» Documento original

****************************************

Art. 2.° É revogada a legislação em contrario.

Palacio das Côrtes, em 26 de agosto de 1908. = Libanio Antonio Fialho Gomes = Amandio Editarão da Motta Veiga = João Pereira de Magalhães.

N.º 72

Senhores. - Celebrar, nesta epoca de renascimento liberal, as grandes figuras historicas da liberdade, é dar exemplos e lições de civismo a um povo, em cuja alma ha muito se vem amortecendo a lição de uma historia heroica.

Num patriotico intuito, digno de estimulos generosos, procura-se avigorar no espirito nacional o sentimento patrio, pelo conhecimento difundido dos lances grandiosos em que a nação se ergueu de crises tragicas, e é assim, realmente, que se pode fazer vibrar a alma nacional e levantá-la na sagrada crença de um futuro luminoso que seja uma resultante lógica do seu nobilissimo passado.

****************************************

» Problema proposto
No documento original, a partir de "Senhores.", quais verbos aparecem no infinitivo? Liste todos na forma em que estão no documento.

****************************************

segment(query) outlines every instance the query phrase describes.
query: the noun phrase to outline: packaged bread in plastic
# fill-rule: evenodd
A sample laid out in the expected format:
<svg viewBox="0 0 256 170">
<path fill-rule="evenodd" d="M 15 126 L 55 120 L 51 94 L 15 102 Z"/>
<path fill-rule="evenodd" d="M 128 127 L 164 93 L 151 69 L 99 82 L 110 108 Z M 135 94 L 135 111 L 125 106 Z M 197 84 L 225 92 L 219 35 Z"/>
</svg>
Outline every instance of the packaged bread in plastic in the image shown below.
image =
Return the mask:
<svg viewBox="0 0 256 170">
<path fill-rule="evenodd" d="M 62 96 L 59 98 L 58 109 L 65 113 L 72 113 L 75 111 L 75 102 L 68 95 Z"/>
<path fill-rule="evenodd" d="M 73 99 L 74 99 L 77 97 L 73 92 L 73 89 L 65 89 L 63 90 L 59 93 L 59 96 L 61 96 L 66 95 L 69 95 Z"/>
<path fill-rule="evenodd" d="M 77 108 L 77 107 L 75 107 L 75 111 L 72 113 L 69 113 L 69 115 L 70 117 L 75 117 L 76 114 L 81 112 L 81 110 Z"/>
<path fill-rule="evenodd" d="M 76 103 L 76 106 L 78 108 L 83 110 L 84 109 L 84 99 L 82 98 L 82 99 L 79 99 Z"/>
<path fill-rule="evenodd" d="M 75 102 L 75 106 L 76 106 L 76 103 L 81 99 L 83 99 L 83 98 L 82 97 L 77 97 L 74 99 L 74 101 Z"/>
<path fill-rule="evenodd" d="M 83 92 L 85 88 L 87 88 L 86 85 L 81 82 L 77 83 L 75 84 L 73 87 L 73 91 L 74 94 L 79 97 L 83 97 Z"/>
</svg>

****************************************

» Resposta completa
Celebrar, dar, avigorar, fazer, vibrar, levantá-la